Work instructions:
Rewrite the passage on contextual fiber enhancement from "The first contribution" up to and including "this method [4448].", replacing "false positive fibers" with "spurious fibers".

Supplied text:
────────
The first contribution of this article is to study the combination of the widely used CSD method with a regularization induced by the enhancement PDE acting on the FOD. Since the FOD obtained with CSD consists of sharp angular profiles, it is well-suited as an initial condition for the enhancement PDE, that typically has a smoothing effect on the orientation distributions. The contextual regularization method reduces non-aligned crossings in the FOD, allowing for a better alignment of fibers when tracking is applied on the enhanced FOD. We show that this method is therefore useful to reduce the number of false positive fibers, but mainly to find more true positives in the tractography output. Although in this paper we compare to the classical CSD method, the PDE enhancements can also be applied to extensions of this method [4448].

The second contribution of this article is to introduce the fiber to bundle coherence (FBC) measure. The motivation for this measure is that, especially probabilistic, tracking methods typically produce spurious fibers that should be removed from the tractography. In contrast to the first approach, this method serves as a post-processing tool. For the computation of the FBC we regard the fiber bundle as a set of oriented points, by considering for every fiber point also the local tangent to the fiber. We construct a density using the enhancement PDE with an initial condition that is a sum of superposed δ-distributions at every oriented point in the bundle. The construction of such a density from tracks relates to track density imaging [49] and track orientation density imaging [50], though here the use of the contour enhancement kernels, Fig 2, allows to use a sparse set of fiber tracks. The FBC, a measure for spuriousness of fibers, is computed by efficient integration of this fiber-based density. Fibers that are most spurious according to the FBC can be removed from the tractography, resulting in a better aligned fiber bundle. Complementary to the first method, this FBC measure has the purpose to remove false positives in a tractography.
────────
Given data:
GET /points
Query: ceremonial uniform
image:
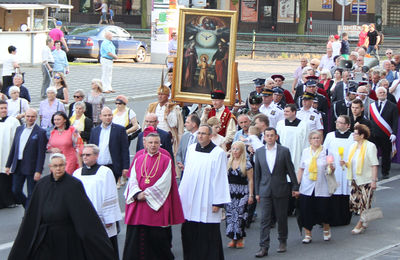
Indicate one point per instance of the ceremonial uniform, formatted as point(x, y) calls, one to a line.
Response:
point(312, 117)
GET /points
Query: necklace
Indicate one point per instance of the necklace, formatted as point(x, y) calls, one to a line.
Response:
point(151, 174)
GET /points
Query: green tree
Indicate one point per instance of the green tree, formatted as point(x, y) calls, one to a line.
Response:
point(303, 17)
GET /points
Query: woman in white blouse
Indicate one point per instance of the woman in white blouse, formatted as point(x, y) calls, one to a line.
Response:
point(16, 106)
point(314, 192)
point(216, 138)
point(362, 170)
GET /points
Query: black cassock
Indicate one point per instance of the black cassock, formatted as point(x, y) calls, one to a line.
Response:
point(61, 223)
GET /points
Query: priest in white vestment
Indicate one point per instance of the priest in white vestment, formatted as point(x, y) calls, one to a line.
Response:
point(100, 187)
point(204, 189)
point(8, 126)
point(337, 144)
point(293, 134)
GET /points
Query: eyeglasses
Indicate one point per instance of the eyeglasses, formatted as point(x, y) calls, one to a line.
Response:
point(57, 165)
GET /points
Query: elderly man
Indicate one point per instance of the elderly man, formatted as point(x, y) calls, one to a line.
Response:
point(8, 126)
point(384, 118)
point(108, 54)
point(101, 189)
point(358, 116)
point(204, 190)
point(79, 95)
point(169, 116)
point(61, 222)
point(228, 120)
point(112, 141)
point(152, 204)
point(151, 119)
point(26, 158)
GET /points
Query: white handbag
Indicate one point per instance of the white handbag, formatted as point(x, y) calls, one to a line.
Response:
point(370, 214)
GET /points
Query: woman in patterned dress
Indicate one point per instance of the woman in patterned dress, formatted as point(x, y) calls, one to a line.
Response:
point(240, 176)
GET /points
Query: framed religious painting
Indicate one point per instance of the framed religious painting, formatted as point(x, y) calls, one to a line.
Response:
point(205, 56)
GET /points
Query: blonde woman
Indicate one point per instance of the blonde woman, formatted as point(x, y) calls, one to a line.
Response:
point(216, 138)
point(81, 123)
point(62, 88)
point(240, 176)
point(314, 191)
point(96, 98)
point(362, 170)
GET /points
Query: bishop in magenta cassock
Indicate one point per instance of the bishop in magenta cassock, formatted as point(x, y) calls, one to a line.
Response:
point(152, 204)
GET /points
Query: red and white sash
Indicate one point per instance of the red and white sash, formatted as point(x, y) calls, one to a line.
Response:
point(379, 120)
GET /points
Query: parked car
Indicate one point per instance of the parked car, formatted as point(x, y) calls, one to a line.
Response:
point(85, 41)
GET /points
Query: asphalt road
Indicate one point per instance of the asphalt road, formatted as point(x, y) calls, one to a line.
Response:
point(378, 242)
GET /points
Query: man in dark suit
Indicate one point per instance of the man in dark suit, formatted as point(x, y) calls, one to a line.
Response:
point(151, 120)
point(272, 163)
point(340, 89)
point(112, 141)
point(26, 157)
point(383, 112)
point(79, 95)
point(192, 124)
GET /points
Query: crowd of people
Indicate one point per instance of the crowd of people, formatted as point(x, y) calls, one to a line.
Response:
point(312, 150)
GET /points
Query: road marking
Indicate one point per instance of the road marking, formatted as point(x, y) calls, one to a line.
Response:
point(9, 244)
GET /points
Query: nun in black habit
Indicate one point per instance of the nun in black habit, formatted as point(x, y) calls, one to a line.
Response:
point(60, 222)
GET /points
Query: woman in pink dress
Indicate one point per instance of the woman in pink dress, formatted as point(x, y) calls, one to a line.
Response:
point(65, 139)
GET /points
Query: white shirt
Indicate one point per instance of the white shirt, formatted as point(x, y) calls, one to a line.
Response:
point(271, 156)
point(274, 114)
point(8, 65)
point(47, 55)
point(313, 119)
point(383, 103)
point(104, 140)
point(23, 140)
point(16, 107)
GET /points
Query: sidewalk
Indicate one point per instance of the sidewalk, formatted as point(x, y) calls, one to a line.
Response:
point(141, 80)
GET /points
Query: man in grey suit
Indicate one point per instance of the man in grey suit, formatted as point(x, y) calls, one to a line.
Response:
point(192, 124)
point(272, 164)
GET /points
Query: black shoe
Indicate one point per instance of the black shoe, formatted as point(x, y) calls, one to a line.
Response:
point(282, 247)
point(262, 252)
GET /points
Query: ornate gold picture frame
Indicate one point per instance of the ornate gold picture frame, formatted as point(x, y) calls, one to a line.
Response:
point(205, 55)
────────
Task output:
The first contribution of this article is to study the combination of the widely used CSD method with a regularization induced by the enhancement PDE acting on the FOD. Since the FOD obtained with CSD consists of sharp angular profiles, it is well-suited as an initial condition for the enhancement PDE, that typically has a smoothing effect on the orientation distributions. The contextual regularization method reduces non-aligned crossings in the FOD, allowing for a better alignment of fibers when tracking is applied on the enhanced FOD. We show that this method is therefore useful to reduce the number of spurious fibers, but mainly to find more true positives in the tractography output. Although in this paper we compare to the classical CSD method, the PDE enhancements can also be applied to extensions of this method [4448].